Top of Material shown

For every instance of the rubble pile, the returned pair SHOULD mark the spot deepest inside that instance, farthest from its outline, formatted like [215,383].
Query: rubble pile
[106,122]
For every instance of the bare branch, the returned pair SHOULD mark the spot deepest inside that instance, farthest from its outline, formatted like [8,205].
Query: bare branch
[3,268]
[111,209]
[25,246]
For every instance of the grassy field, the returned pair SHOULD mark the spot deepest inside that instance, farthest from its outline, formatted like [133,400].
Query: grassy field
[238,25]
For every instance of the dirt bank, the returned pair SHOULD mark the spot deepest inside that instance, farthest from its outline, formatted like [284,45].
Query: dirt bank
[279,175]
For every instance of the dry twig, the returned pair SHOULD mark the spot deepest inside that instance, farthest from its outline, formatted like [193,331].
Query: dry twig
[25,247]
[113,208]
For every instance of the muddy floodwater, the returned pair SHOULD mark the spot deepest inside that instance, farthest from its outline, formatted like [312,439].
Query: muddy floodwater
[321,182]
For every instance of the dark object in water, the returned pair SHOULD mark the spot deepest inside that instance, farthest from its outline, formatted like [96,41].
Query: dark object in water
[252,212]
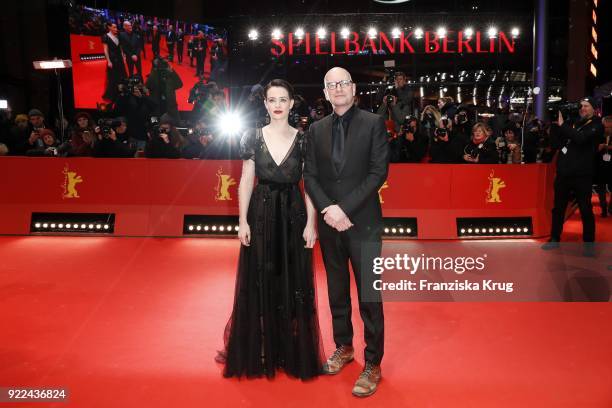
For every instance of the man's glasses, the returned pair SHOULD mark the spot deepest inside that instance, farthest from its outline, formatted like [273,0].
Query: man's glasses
[342,84]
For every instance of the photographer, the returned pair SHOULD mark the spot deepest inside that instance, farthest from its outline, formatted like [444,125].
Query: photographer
[82,135]
[603,170]
[577,145]
[410,144]
[198,141]
[112,139]
[47,145]
[165,140]
[480,149]
[397,102]
[199,94]
[446,143]
[509,145]
[163,83]
[135,104]
[131,45]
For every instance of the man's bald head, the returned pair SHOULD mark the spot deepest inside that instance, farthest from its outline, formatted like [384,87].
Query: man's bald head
[335,72]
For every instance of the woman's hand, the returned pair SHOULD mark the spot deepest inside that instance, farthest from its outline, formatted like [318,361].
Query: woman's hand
[310,236]
[244,234]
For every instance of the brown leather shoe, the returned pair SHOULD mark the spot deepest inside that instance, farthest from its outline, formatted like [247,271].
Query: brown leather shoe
[368,380]
[342,356]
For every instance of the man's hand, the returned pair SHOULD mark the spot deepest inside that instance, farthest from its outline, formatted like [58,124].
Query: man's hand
[336,218]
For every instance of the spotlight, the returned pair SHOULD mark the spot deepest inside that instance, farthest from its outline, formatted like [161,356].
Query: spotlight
[230,123]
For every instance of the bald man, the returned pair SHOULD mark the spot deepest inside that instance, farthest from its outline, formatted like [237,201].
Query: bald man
[347,162]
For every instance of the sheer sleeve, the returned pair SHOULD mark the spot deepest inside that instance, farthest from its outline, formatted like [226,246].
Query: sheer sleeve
[248,143]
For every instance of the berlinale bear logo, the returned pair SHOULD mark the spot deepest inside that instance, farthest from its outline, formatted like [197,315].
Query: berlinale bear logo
[495,184]
[71,179]
[224,182]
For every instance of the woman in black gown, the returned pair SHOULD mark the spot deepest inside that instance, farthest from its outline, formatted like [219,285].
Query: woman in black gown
[274,323]
[115,68]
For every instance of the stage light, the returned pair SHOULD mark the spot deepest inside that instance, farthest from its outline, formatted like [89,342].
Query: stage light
[52,64]
[230,123]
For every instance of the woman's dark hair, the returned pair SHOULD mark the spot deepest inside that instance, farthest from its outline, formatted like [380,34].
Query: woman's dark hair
[281,83]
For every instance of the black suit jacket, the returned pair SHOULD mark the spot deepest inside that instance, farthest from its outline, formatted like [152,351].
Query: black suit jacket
[355,187]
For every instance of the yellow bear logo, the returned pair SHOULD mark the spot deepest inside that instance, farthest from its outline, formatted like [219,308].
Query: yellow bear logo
[224,182]
[71,179]
[495,184]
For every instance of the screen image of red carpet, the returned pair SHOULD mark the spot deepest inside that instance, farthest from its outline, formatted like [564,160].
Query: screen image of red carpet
[89,77]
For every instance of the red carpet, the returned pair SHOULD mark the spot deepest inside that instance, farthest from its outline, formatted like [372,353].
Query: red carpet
[89,78]
[135,322]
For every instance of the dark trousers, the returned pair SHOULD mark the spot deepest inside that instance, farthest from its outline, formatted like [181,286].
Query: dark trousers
[338,249]
[131,64]
[581,187]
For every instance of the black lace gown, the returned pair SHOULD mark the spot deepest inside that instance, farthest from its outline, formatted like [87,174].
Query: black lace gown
[274,322]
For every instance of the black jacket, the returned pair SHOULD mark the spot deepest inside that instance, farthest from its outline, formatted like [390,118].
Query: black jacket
[355,187]
[579,142]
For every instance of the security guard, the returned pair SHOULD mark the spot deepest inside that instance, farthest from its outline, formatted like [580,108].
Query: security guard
[576,144]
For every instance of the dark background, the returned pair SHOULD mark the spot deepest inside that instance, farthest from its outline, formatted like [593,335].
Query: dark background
[37,29]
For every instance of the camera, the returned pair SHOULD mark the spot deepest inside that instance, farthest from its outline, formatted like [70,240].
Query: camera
[106,126]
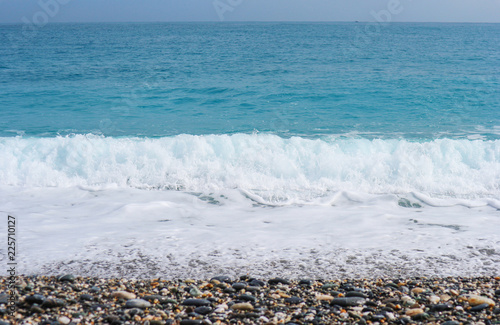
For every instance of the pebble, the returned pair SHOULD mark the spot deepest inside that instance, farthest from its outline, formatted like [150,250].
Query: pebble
[479,307]
[67,277]
[346,302]
[278,281]
[294,300]
[123,295]
[239,285]
[242,306]
[137,303]
[196,302]
[35,299]
[475,300]
[298,302]
[413,312]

Bottom of Material shown

Brief:
Go through the listing above and write out exactly the lines starting with the one holding "For every instance of the woman's hand, the" and running through the one holding "For every instance of the stage", ends included, and no others.

Answer space:
For every instance of the woman's hand, the returned pair SHOULD mark the spot deepest inside that instance, farthest from its outline, formatted like [318,361].
Query: woman's hand
[310,236]
[244,234]
For every instance of the brown leather shoe, the returned pair SHOULD mark the spot deepest inside that instance, farthest from its outline, formatted like [247,271].
Query: brown leather shoe
[368,380]
[342,356]
For every instance of the man's hand, the returned pair SHOULD mark the spot deepest inside that instance, farthest from its outline, formatted like [58,124].
Query: man's hand
[336,218]
For every instance of the spotlight, the returned pair SHOULD mark the spot deepest inside that instance, farthest from its outline, formatted like [161,356].
Query: spotlight
[230,123]
For every instance of the bald man, the returned pair SHOULD mark the spot deepest inside that instance, farthest from its outline, formatted like [237,201].
Query: bald man
[347,162]
For every instance of the sheer sleeve, the returned pair SHOULD mark the spot deepest inside that instance, farthest from its outline, formatted like [226,246].
Query: sheer sleeve
[248,143]
For every instance of the berlinale bear logo, the returned pair SHOULD mark the spot deepest inside that instance, farthest from its outline, formatted like [197,315].
Query: berlinale bear logo
[495,184]
[71,179]
[224,182]
For every instance of the woman in black gown, the returned pair SHOULD mark the spot deepest inside that instance, farthest from its outline, formatted like [219,285].
Query: woman in black gown
[274,323]
[115,68]
For every instance of the stage light, the returned pair SHOULD mark the spot deepest inside that instance, farthest from its outline, formatted like [89,342].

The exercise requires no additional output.